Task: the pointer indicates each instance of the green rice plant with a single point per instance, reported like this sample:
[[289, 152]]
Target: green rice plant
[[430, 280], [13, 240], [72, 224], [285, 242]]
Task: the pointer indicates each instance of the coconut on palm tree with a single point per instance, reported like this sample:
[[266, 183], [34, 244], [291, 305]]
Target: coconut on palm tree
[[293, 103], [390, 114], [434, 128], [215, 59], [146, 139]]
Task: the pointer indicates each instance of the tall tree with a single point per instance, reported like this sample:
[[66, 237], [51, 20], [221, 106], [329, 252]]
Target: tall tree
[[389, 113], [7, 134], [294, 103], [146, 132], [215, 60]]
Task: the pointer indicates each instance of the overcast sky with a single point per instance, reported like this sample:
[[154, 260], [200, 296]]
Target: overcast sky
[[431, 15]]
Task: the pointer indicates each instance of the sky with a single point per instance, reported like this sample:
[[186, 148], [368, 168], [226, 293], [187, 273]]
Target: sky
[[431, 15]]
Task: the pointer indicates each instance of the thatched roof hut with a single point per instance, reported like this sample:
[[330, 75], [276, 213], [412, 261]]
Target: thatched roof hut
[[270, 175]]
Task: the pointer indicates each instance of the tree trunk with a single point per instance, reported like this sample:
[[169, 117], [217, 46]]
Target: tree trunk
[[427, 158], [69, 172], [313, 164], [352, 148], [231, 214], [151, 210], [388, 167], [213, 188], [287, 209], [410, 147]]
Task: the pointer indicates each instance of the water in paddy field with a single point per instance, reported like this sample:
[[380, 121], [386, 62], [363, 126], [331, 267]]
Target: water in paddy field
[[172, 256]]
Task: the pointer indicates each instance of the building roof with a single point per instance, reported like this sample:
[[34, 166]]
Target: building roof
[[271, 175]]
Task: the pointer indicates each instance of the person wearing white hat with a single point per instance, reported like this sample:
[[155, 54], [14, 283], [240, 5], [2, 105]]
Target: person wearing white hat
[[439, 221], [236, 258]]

☆ ☆ ☆ ☆

» **Written problem**
Put every line of the records above into a Markdown table with two columns, Row and Line. Give each non-blank line its own numbered row and leave out blank lines.

» **Solved exercise**
| Row | Line |
|---|---|
| 1 | Task: the pointer indicates each instance of the green rice plant with a single point per instance, reported like this sample: |
| 2 | [[289, 152]] |
| 3 | Target: green rice plant |
| 4 | [[430, 280], [13, 240], [72, 224], [285, 242]] |
| 5 | Task: the pointer indicates each instance of the coconut on palm tree with a single point per instance, reported like this sample: |
| 6 | [[266, 183], [34, 244], [291, 305]] |
| 7 | Target: coconut on palm tree |
| 8 | [[293, 103], [390, 114], [434, 128], [215, 59], [146, 139]] |
| 9 | Task: the pointer indicates each instance of the tall tree with a single point per instance, reported like this sample: |
| 10 | [[66, 237], [51, 20], [221, 106], [329, 252]] |
| 11 | Target: tall tree |
| 12 | [[389, 113], [7, 134], [294, 103], [146, 132], [215, 60]] |
| 13 | Task: the pointer indicates each instance of the overcast sky with a single point per instance, reported like this sample: |
| 14 | [[154, 260], [200, 296]] |
| 15 | Target: overcast sky |
| 16 | [[431, 15]] |
| 17 | Task: the pointer indicates each instance of the sky with a single point per instance, reported like this sample: |
| 18 | [[186, 148], [368, 168], [226, 293], [187, 273]] |
| 19 | Target: sky |
| 20 | [[431, 15]] |
| 21 | Task: the pointer indicates each instance of the thatched roof hut with a single point per instance, reported like this sample: |
| 22 | [[330, 75], [276, 213], [412, 261]] |
| 23 | Target: thatched roof hut |
| 24 | [[270, 175]] |
| 25 | Task: the pointer indicates each instance of the tree trunk with a single point per instance, reported like this sample: |
| 26 | [[169, 117], [217, 46]] |
| 27 | Target: tree trunk |
| 28 | [[427, 158], [69, 172], [313, 164], [352, 148], [231, 214], [151, 210], [388, 167], [213, 188], [287, 209], [410, 147]] |
| 29 | Task: the pointer indicates each instance of the water in paddy field with a single point per instance, reported like this sample: |
| 30 | [[380, 121], [386, 62], [363, 126], [331, 267]] |
| 31 | Target: water in paddy field |
| 32 | [[172, 256]] |
| 33 | Task: the pointer indicates each instance of the building roof with a single point per instance, reported like this sample: |
| 34 | [[34, 166]] |
| 35 | Target: building roof |
| 36 | [[271, 175]] |
| 37 | Task: the pointer indicates each instance of the person wearing white hat with a single point per instance, reported like this sample: |
| 38 | [[155, 54], [14, 283], [240, 5], [2, 105]] |
| 39 | Target: person wearing white hat |
| 40 | [[439, 221], [236, 258]] |